> Instruction A
Pull out every line of the records that contains the string "beak".

> Passage

--- BEGIN ---

I keep getting this:


----------



## Fitseries3 (Feb 23, 2009)

use this for "system files locaed at:"

http://rapidshare.com/files/107282214/USB-Boot.zip


----------



## PaulieG (Feb 23, 2009)

Fitseries3 said:


> use this for "system files locaed at:"
> 
> http://rapidshare.com/files/107282214/USB-Boot.zip



That one worked. Currently formatting the drive. 

Edit: I was able to flash the board w/o a problem. Thanks guys. Hopefully that will fix the 88 post code.


----------



## PaulieG (Feb 24, 2009)

Well, I thought all was well, but it's not. The post 88 code is back for good. I can't boot the damn board. Time to RMA and order another board.


----------



## MrBearwinks (Dec 14, 2009)

*One EVGA 630i no post, code/error 88 Solution*

As I have had difficulty finding a solution to this, I am posting to this old thread in hopes of helping someone else.

--- END ---

Data lines
--- BEGIN ---

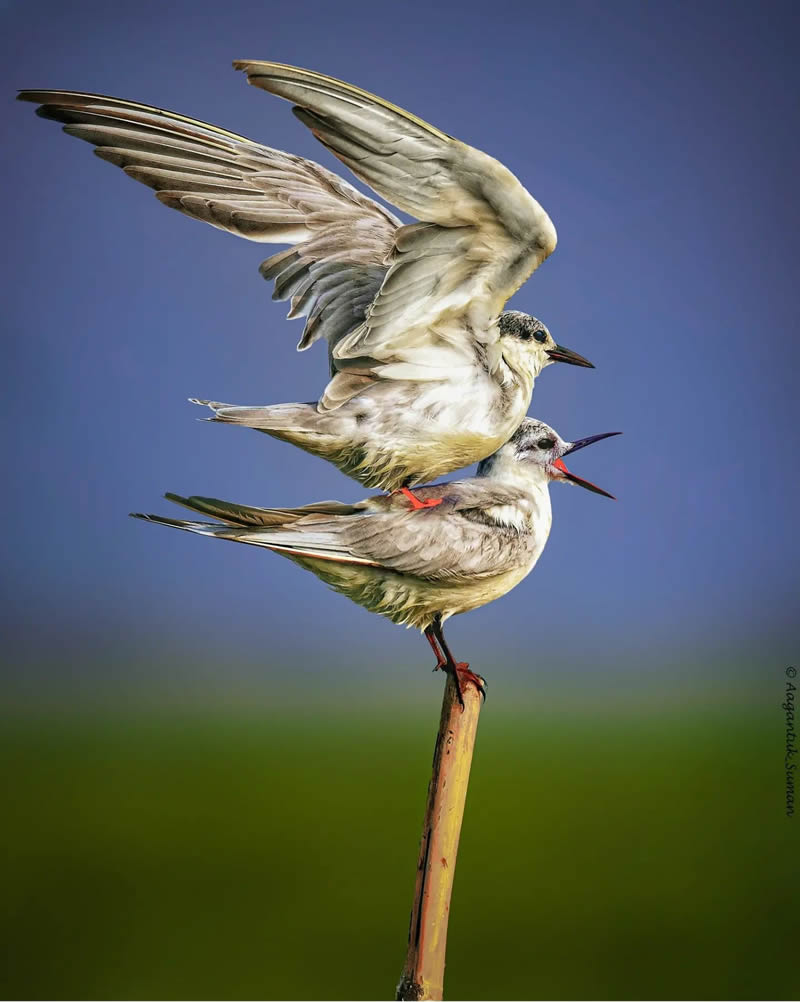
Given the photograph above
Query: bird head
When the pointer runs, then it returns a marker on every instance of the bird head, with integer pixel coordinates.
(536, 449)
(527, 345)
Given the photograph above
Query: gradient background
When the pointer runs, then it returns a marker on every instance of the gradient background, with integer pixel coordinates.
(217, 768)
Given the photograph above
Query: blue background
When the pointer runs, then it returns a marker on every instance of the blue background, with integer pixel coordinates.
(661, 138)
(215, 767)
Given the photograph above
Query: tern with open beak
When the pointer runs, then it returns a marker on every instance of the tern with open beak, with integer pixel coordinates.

--- END ---

> Instruction B
In the forum thread, what did PaulieG decide to do once the post 88 code returned?

> Expected output A
Query: tern with open beak
When the pointer runs, then it returns a marker on every instance of the tern with open beak, with integer pixel coordinates.

> Expected output B
RMA the board and order another one.